--- THE PROBLEM ---
Answer these from the dataset file descriptions below:
(a) How many nuclear loci went into the concatenated alignment used for the maximum likelihood tree?
(b) Which specimen of Posoqueria latifolia appears in the first video file?
(c) Which version of IQ-TREE was used for phylogenetic inference?

━━━━━ SELECTED TEXT ━━━━━

File: concatenated.tree
Description: Maximum likelihood phylogenetic tree inferred from the concatenated alignment of the 177 nuclear loci using IQ-TREE.
File: concatenated_tree.pdf
Description: PDF visualization of the concatenated maximum likelihood phylogenetic tree.
File: posoq.fasta
Description: Filtered target reference file used for HybPiper sequence assembly and recovery. The file includes the standard Angiosperms353 target sequences plus additional Rubiaceae sequences subsampled from the 1KP project to improve locus recovery in Posoqueria.
File: fig_S4.tif
Description: Supplementary heatmap figure showing paralog detection across loci and samples generated from HybPiper analyses. Color intensity represents the number of paralog sequences detected per gene and sample.
File: fig_S3.tif
Description: Supplementary heatmap figure showing sequence recovery across loci and samples. Values represent the proportion of recovered sequence length relative to the target reference length.
File: video2_Posoqueria_latifolia.mp4
Description: Video documenting the Pollen Catapult Mechanism (PCM) in Posoqueria latifolia, showing explosive pollen release during floral triggering.
File: video1_Persson_3963_Posoqueria_latifolia.mp4
Description: Video documenting the Pollen Catapult Mechanism (PCM) in Posoqueria latifolia specimen Persson et al. 3963 (Panama), showing explosive pollen release during floral triggering.
Missing values:
Missing or unavailable values are indicated as NA or left as blank cells, depending on the original file format.
Code/software
The dataset files can be viewed and analyzed using standard open-source or freely available software. Sequence alignments in FASTA format can be opened with any text editor or bioinformatics software such as AliView, Geneious Prime, MEGA, or BioEdit. Phylogenetic tree files in Newick format (.tree) can be visualized using FigTree v1.4.4, iTOL, or other tree-viewing software. Spreadsheet files (.csv) can be opened with Notepad, Microsoft Excel, or Google Sheets. Video files (.mp4) can be viewed using VLC Media Player or other standard media players. TIFF image files (.tif) can be opened using ImageJ/Fiji, GIMP, Adobe Photoshop, or other image visualization software. PDF files can be opened using any standard PDF viewer.
The phylogenomic workflow used in this study involved the following software and versions: FastQC for sequencing quality assessment, Fastp for read trimming and filtering, MultiQC for report summarization, HybPiper v2.1.2 for target sequence recovery and de novo assembly, SPAdes v3.15.5 for assembly, Exonerate v2.4.0 for coding sequence extraction, MAFFT v7.515 for sequence alignment, Phyutility v2.7.3 for alignment cleaning, TAPER v1.0.0 for misalignment filtering, IQ-TREE v2.2.2.2 for phylogenetic inference, TreeShrink v1.3.9 for long-branch filtering, ASTRAL-III v5.7.8 for species tree reconstruction, CASTLES for branch length estimation in substitution units, and the R package phytools v2.1.1 for ancestral state reconstruction analyses. Orthology inference was performed using the Paragone-NF pipeline.

━━━━━ INFORMATION SUPPLIED ━━━━━

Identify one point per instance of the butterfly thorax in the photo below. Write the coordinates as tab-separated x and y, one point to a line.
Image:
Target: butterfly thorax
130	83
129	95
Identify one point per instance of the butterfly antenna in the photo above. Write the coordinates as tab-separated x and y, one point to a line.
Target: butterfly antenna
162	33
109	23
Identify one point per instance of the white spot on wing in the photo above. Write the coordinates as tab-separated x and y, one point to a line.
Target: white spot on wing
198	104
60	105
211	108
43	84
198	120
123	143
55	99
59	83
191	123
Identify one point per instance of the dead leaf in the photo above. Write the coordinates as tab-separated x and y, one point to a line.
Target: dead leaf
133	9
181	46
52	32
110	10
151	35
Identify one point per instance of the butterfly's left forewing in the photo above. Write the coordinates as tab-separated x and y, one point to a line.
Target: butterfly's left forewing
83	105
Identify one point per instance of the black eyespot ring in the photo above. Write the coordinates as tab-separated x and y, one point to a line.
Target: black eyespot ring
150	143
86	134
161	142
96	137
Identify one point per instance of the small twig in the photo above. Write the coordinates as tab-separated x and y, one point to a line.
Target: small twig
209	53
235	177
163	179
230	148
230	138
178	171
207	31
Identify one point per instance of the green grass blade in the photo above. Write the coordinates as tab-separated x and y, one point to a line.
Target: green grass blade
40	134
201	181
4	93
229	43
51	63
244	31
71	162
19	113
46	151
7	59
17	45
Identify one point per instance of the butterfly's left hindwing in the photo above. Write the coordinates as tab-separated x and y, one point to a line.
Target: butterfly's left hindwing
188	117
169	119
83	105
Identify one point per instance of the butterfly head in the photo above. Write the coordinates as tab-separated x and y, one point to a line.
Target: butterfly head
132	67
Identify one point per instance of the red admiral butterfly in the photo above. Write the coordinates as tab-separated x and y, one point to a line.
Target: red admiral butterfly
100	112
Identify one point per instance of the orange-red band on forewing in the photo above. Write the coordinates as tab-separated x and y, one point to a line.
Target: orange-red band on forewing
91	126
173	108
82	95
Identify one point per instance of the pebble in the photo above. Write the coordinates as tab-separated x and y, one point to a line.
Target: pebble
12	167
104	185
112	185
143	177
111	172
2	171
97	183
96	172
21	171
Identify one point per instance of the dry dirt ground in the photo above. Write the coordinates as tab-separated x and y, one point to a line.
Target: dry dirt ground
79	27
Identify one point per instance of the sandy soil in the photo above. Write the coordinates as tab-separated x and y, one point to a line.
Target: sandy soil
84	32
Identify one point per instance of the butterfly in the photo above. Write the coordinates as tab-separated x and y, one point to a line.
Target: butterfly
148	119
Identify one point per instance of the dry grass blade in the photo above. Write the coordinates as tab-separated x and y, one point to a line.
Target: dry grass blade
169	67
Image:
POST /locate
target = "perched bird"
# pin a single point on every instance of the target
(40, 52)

━━━━━

--- ANSWER SPACE ---
(a) 177 nuclear loci
(b) Persson et al. 3963 (Panama)
(c) IQ-TREE v2.2.2.2